(Items from a data source)
····················
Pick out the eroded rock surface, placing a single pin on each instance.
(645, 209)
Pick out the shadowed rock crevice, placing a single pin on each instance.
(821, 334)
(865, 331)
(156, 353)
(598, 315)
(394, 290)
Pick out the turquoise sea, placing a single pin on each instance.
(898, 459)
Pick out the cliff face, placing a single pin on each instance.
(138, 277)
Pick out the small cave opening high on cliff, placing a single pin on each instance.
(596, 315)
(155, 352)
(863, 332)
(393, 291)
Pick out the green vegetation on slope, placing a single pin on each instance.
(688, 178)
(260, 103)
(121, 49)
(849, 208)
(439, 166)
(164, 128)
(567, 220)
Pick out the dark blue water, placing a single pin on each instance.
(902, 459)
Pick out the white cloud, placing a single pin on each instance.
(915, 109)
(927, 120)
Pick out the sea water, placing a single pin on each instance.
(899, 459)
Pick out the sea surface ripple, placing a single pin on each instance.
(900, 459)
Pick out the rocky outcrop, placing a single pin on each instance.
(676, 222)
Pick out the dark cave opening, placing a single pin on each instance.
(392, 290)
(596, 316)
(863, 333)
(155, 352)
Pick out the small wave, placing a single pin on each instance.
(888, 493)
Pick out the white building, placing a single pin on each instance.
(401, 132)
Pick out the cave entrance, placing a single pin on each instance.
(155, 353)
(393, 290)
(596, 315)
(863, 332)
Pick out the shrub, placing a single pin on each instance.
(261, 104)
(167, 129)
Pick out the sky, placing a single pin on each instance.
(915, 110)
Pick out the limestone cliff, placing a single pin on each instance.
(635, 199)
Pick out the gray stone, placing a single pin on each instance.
····················
◆ **Exercise goal**
Retype every record above exactly as written.

◆ **Output of the task**
Pick out the eroded rock surface, placing a single pin on each instance.
(645, 209)
Pick out the shadowed rock crevice, placing a single pin on each instance.
(821, 334)
(865, 331)
(156, 353)
(598, 315)
(394, 290)
Pick out the turquoise sea, placing a single pin on each instance.
(898, 459)
Pick out the cliff face, placing a single pin on each instance.
(138, 277)
Pick out the small cave opening high on cliff, placing a single pin on each instance.
(596, 315)
(155, 352)
(863, 332)
(393, 291)
Pick out the green vegetation on slope, placing a single pin on each instance.
(688, 178)
(260, 103)
(121, 49)
(849, 208)
(439, 166)
(164, 128)
(567, 220)
Pick out the dark blue water, placing a single pin on each instance.
(902, 459)
Pick out the white cloud, placing a single pin on each instance.
(915, 109)
(927, 120)
Pick out the sea water, placing a single pin on each instance.
(899, 459)
Pick out the sea surface ripple, placing a single pin on each instance.
(900, 459)
Pick out the rocky outcrop, placing a single pin on each instance.
(676, 222)
Pick out the dark cave opening, placing a single pin on each instance.
(392, 290)
(596, 316)
(863, 333)
(155, 352)
Pick out the small wave, placing a single pin on each instance.
(888, 493)
Pick out the white building, placing a single pin on each instance.
(401, 132)
Pick out the cave entrance, placing a single pin on each instance.
(155, 353)
(393, 290)
(596, 315)
(863, 332)
Pick out the shrub, placing a single pin on each instance.
(261, 104)
(167, 129)
Pick out the sky, placing a single pin on each instance.
(915, 110)
Pick out the limestone cliff, placing a single pin on each instance.
(635, 199)
Pick out the gray stone, placing a single pin on each instance.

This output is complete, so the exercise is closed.